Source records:
-------------------------

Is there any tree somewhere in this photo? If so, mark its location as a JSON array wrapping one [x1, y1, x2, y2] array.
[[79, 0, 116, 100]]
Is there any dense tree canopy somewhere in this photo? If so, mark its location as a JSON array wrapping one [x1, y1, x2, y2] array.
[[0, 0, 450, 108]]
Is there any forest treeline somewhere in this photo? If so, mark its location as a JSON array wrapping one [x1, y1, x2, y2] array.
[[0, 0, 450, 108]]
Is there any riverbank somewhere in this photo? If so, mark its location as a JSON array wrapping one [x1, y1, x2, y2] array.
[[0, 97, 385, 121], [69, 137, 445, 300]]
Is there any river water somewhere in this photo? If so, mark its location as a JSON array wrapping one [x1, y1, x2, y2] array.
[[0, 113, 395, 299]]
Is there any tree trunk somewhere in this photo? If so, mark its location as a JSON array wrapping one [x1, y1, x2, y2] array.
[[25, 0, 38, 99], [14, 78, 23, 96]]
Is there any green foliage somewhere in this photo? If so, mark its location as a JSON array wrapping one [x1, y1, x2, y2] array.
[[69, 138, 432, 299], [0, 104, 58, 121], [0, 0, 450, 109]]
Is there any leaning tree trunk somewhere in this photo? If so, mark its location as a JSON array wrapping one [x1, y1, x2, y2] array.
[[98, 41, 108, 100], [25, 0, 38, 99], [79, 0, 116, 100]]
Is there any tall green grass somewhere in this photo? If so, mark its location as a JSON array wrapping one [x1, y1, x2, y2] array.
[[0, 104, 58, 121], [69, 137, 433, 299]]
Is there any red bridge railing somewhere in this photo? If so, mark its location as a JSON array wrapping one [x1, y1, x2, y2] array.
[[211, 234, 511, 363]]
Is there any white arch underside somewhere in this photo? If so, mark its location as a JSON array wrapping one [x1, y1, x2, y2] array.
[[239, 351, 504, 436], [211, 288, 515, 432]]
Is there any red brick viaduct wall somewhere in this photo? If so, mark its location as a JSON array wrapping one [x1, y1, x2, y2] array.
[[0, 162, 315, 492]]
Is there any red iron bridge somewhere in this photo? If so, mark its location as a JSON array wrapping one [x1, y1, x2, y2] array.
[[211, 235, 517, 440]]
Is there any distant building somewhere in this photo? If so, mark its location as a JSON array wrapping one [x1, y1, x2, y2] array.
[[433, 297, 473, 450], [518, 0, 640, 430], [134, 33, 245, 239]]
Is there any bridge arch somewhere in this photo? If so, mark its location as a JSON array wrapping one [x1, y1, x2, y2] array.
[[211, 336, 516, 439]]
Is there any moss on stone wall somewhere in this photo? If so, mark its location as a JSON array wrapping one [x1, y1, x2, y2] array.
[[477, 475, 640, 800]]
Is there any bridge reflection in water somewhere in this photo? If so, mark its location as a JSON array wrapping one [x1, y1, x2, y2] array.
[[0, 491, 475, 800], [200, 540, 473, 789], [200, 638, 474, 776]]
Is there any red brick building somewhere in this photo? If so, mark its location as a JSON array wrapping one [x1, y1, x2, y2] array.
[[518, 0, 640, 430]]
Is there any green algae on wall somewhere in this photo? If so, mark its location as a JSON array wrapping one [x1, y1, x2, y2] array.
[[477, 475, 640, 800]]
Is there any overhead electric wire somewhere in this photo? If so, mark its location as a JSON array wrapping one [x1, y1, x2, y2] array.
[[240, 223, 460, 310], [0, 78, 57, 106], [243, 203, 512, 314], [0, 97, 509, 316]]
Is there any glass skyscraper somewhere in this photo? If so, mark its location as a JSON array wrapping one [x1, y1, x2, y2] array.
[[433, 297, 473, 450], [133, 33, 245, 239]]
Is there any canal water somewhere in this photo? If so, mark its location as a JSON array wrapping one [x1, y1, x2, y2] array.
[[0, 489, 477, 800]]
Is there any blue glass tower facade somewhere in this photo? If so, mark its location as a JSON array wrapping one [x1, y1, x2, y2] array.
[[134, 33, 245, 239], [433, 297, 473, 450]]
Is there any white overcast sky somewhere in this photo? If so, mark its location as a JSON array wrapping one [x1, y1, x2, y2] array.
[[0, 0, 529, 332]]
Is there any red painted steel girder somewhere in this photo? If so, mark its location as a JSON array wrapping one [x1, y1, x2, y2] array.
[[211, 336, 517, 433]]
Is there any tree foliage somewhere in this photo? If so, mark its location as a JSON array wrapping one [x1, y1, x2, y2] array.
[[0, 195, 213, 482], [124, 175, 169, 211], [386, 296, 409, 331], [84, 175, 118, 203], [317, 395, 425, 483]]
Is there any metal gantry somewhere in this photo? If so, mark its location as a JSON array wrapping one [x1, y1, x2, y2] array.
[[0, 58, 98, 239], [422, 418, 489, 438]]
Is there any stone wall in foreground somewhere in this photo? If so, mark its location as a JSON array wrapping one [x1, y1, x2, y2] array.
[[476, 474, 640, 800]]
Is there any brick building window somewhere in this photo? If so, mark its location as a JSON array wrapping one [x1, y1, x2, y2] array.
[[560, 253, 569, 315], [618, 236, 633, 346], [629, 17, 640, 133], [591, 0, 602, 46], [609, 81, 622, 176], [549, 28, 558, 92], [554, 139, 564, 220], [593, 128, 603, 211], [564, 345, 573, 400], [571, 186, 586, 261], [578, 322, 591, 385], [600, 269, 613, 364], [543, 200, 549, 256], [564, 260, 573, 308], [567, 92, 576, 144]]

-------------------------

- _EXERCISE_
Copy the listing from the line with "Is there any tall" up to and including the line with "[[0, 104, 58, 121], [69, 137, 433, 299]]", leaving the request unchanged. In the answer, multiply each box coordinate by 0.95 and round it to a whole number, with halves rounded up.

- _CORRECT RESULT_
Is there any tall green grass somewhere in this photo? If so, mark its location as a JSON array wrapping one [x1, y1, x2, y2] array.
[[0, 99, 55, 115], [66, 130, 411, 284]]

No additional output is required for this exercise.